◆ SET TASK A ◆
Translate this sentence from the conference announcement below into Spanish: "Sadly for us, Amy Richlin will be retiring at the end of the coming academic year."

◆ TEXT EXTRACT ◆
=====

On Outgroups and Muted Groups: A Conference in Honor of Amy Richlin

Published: August 25, 2021
April 1st-2nd, 2022 | Meyer and Renee Luskin Conference Center

Sadly for us, Amy Richlin will be retiring at the end of the coming academic year. We look forward to celebrating her pathbreaking career and reuniting with her many UCLA students at this conference in her honor.

Professor Richlin writes:

As I look towards retirement in June 2022 after 45 years of teaching, I am honored by the department’s decision to hold a conference for me. Its theme, “On Outgroups and Muted Groups,” comes from the self-description on my UCLA webpage, and well describes the work that has occupied me for all these years of writing history from below. I began from the study of Roman satire which led me, to my surprise, into the then brand-new field of the history of sexuality and made me into an outspoken feminist. I was lucky enough to begin this work in the heyday of Second Wave feminism, and, thanks to the supportive network of the Women’s Classical Caucus and the quadrennial “Feminism and Classics” conferences, I had a lot of people to talk to. After jobs at Rutgers, Dartmouth, and Lehigh, I moved to USC in 1989, teaching jointly in Classics and Gender Studies, which meant that my Classics students read a lot of feminist theory and my Gender Studies students learned a lot about antiquity. At UCLA, from 2005 onwards, I have taught graduate seminars in “Roman History and the Theory of History,” satire, comedy, epistolography, ancient sexuality, and Roman women’s history, with undergraduate courses to match, while serving from 2011 onwards as director of the post-bacc program. All of this goes to explain why I wanted my dear students to be the speakers at this final conference, for in teaching them I have learned a great deal. They will be returning from where their far-flung jobs have taken them, to speak here on history, comedy, satire, and gender, and tell me something new, as they always do.

=====

◆ TASK MATERIAL ◆
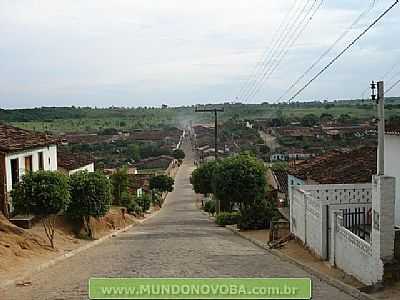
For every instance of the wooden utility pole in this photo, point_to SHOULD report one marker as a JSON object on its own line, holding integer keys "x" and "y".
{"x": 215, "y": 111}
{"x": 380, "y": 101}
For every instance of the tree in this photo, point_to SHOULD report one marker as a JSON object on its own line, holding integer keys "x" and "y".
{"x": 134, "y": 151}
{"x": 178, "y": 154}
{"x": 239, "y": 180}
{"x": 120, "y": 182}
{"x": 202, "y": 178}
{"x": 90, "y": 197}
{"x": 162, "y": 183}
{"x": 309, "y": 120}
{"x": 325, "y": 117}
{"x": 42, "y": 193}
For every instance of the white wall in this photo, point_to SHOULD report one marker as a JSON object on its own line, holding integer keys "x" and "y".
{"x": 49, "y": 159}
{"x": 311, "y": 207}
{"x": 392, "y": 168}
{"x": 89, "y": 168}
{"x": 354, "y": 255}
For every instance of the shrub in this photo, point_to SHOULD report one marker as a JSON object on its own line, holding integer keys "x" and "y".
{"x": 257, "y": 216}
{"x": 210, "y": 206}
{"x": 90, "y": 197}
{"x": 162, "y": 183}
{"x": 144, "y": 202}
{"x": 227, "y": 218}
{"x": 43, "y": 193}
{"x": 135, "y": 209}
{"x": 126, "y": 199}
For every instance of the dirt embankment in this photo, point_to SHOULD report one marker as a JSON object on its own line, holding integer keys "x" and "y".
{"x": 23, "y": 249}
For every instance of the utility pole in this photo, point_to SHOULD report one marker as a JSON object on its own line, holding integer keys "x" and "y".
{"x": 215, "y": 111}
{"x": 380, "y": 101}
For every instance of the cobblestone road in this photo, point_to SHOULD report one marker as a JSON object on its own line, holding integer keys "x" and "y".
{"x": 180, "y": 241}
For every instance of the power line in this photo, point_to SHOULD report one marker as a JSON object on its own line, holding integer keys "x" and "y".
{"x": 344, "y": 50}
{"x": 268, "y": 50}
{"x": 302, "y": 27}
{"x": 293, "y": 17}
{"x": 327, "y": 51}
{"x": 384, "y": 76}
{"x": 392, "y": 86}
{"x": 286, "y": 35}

=====

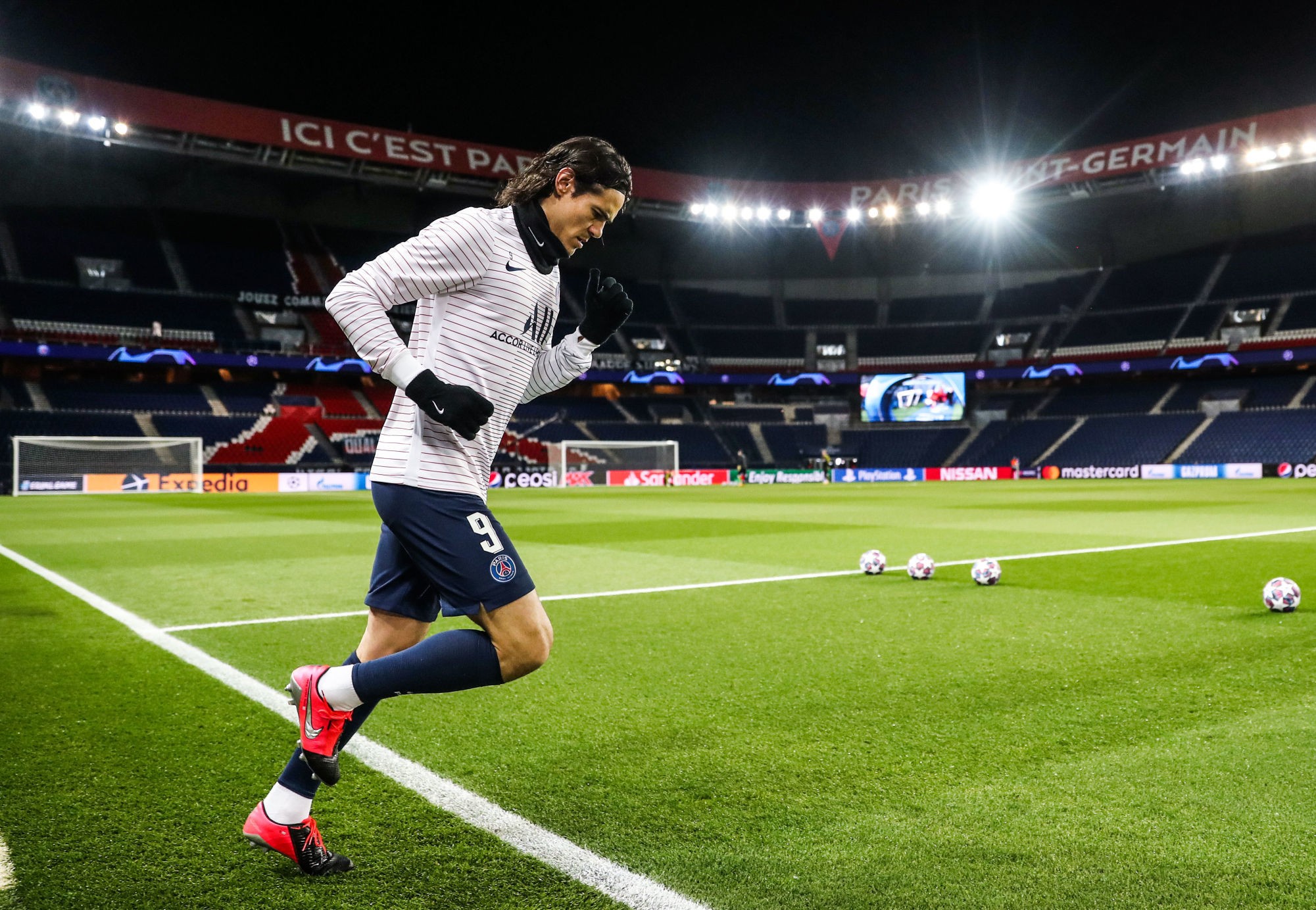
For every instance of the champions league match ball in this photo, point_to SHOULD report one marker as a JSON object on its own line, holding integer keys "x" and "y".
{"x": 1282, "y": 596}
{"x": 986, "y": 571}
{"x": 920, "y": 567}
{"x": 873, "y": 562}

=====

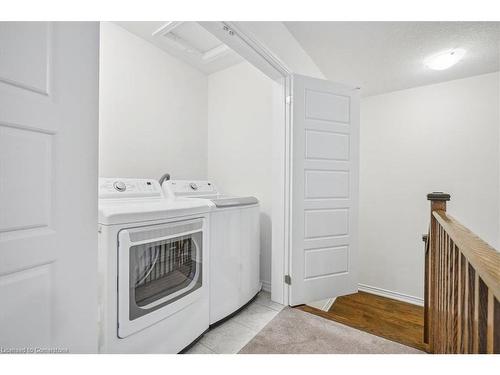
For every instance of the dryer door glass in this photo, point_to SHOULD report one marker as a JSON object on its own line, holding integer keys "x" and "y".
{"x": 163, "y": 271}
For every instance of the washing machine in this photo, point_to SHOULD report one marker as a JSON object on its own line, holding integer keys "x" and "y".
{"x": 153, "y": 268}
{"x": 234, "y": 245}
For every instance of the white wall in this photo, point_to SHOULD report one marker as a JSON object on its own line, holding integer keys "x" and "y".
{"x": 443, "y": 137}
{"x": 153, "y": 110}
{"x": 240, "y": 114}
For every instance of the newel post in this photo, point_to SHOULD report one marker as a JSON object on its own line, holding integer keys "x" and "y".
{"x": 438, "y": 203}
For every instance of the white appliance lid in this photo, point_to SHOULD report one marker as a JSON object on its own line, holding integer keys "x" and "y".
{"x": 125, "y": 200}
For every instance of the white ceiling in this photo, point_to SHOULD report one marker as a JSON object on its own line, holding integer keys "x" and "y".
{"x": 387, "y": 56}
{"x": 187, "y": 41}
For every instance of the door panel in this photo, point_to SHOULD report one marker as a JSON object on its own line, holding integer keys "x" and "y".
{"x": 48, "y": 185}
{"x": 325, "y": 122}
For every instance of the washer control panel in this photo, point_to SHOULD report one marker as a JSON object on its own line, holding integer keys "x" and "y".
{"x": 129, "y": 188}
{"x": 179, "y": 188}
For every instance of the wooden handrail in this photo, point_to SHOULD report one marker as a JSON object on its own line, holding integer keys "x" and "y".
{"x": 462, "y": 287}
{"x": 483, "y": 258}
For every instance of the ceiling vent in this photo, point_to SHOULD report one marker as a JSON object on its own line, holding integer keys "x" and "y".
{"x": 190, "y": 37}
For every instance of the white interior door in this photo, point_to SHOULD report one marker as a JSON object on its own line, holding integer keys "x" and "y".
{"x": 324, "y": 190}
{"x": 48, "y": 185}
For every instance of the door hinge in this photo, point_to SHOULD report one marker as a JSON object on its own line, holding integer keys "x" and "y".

=====

◆ SET TASK B ◆
Pull out every line of the rows above that contains the string "white". Case counts.

◆ PROBLEM SOLUTION A ◆
Lamentablemente para nosotros, Amy Richlin se jubilará al final del próximo año académico.

◆ PROBLEM SOLUTION B ◆
For every instance of the white wall in this photo, point_to SHOULD report one marker as a JSON object on its own line, holding integer keys "x" and "y".
For every instance of the white wall in this photo, point_to SHOULD report one marker as a JSON object on its own line, holding integer keys "x" and "y".
For every instance of the white appliance lid in this photo, point_to SHOULD report one marker as a JSON object on its own line, holding integer keys "x" and "y".
For every instance of the white ceiling in this photo, point_to SHOULD report one marker as a JSON object on its own line, holding integer keys "x" and "y".
For every instance of the white interior door in this photo, point_to SHOULD report one marker as a JSON object on its own line, holding integer keys "x" and "y".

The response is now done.